▶ [Problem description] Copy all lines below exactly as written. Leave pictures out.

▶ [Data entries]
......

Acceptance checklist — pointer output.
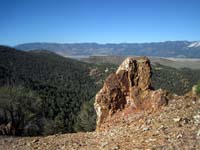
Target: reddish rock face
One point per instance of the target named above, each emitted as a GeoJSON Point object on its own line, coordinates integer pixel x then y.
{"type": "Point", "coordinates": [127, 90]}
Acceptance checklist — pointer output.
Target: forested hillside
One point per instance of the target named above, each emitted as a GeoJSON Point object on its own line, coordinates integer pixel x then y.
{"type": "Point", "coordinates": [41, 92]}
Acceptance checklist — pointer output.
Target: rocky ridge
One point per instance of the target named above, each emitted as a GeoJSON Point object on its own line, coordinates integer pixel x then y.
{"type": "Point", "coordinates": [126, 92]}
{"type": "Point", "coordinates": [142, 119]}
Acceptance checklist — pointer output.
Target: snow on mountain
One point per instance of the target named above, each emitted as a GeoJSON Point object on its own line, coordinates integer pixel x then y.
{"type": "Point", "coordinates": [194, 44]}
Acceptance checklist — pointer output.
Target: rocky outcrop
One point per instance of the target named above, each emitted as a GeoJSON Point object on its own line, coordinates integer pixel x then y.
{"type": "Point", "coordinates": [127, 91]}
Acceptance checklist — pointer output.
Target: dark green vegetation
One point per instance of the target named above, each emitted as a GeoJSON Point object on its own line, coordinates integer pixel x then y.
{"type": "Point", "coordinates": [198, 89]}
{"type": "Point", "coordinates": [42, 93]}
{"type": "Point", "coordinates": [179, 81]}
{"type": "Point", "coordinates": [159, 49]}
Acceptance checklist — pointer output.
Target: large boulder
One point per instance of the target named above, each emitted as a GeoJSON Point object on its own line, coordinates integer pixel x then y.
{"type": "Point", "coordinates": [127, 90]}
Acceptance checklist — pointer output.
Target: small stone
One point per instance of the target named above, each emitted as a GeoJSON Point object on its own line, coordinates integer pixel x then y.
{"type": "Point", "coordinates": [179, 136]}
{"type": "Point", "coordinates": [146, 129]}
{"type": "Point", "coordinates": [35, 141]}
{"type": "Point", "coordinates": [28, 144]}
{"type": "Point", "coordinates": [198, 133]}
{"type": "Point", "coordinates": [104, 144]}
{"type": "Point", "coordinates": [116, 148]}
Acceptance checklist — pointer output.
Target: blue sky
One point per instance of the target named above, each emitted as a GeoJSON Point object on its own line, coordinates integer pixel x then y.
{"type": "Point", "coordinates": [101, 21]}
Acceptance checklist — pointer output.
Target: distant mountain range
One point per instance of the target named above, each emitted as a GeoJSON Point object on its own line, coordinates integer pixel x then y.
{"type": "Point", "coordinates": [190, 49]}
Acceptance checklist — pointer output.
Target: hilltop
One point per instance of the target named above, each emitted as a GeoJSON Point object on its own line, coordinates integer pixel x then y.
{"type": "Point", "coordinates": [188, 49]}
{"type": "Point", "coordinates": [172, 122]}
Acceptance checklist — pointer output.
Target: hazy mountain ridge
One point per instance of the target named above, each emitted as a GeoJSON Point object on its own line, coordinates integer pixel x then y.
{"type": "Point", "coordinates": [190, 49]}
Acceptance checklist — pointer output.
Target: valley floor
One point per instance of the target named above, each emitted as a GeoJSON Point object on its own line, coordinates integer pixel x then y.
{"type": "Point", "coordinates": [175, 126]}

......

▶ [Exercise output]
Acceptance checklist — pointer output.
Target: reddish rock face
One point per instance of the target named above, each emitted as a GeoJSON Point object on its own line, coordinates integer pixel x then y.
{"type": "Point", "coordinates": [127, 90]}
Acceptance checklist — pointer output.
Target: forested hillside
One point per instance of the target named above, each emitted as a GeoJSON Point object on its own line, coordinates integer pixel x then y.
{"type": "Point", "coordinates": [41, 92]}
Acceptance checklist — pointer output.
Target: rocky ridge
One point per instance of the target named above, each emitted as a GeoJSON Point object on its own line, coordinates integer pixel x then y.
{"type": "Point", "coordinates": [126, 92]}
{"type": "Point", "coordinates": [142, 119]}
Acceptance checklist — pointer output.
Target: snow on mountain
One point per instance of the target named above, each emitted as a GeoJSON Point object on its own line, coordinates integer pixel x then y.
{"type": "Point", "coordinates": [194, 44]}
Acceptance checklist — pointer output.
Target: rocky outcrop
One point per instance of the target named above, each emitted as a GeoJSON Point object on its own line, coordinates integer pixel x then y.
{"type": "Point", "coordinates": [127, 91]}
Acceptance checklist — pointer output.
Target: dark green vegetation
One point per instance of the target named above, each emitted as a GeoJSON Point object on its own line, coordinates integer pixel x then y.
{"type": "Point", "coordinates": [198, 89]}
{"type": "Point", "coordinates": [42, 93]}
{"type": "Point", "coordinates": [179, 81]}
{"type": "Point", "coordinates": [159, 49]}
Acceptance checklist — pointer output.
Target: large boulder
One point per instance of the target named above, each emitted as a GeoJSON Point object on its own line, coordinates integer pixel x then y.
{"type": "Point", "coordinates": [127, 90]}
Acceptance checklist — pointer output.
Target: small stone
One point per instance of the target named above, each emitted as a GeoJSON Point object on its own line, coordinates integer pixel x then y.
{"type": "Point", "coordinates": [179, 136]}
{"type": "Point", "coordinates": [146, 129]}
{"type": "Point", "coordinates": [35, 141]}
{"type": "Point", "coordinates": [28, 144]}
{"type": "Point", "coordinates": [198, 133]}
{"type": "Point", "coordinates": [104, 144]}
{"type": "Point", "coordinates": [116, 148]}
Acceptance checklist — pointer output.
Target: blue sky
One point per instance of the target named above, each emitted as a GeoJSON Point object on its own line, coordinates integer pixel x then y.
{"type": "Point", "coordinates": [101, 21]}
Acceptance checklist — pointer output.
Target: distant mountain range
One point per instance of the target named above, each emitted as a GeoJSON Point object on its own line, coordinates integer pixel x then y.
{"type": "Point", "coordinates": [190, 49]}
Acceptance checklist — pointer output.
Target: hilltop
One point per instance of the target named above, each emitted as a GeoJSON Point object on its own line, coordinates integer pixel x then y.
{"type": "Point", "coordinates": [188, 49]}
{"type": "Point", "coordinates": [172, 122]}
Acceptance checklist — pointer output.
Target: hazy mountain ridge
One point per instance of the target named above, each emitted as a GeoJSON Point object on its own line, coordinates integer pixel x then y.
{"type": "Point", "coordinates": [190, 49]}
Acceptance checklist — pointer output.
Target: valley floor
One point per instance of the target named above, each emitted as a GeoJSON Point object on its own line, coordinates integer pixel x then y.
{"type": "Point", "coordinates": [175, 126]}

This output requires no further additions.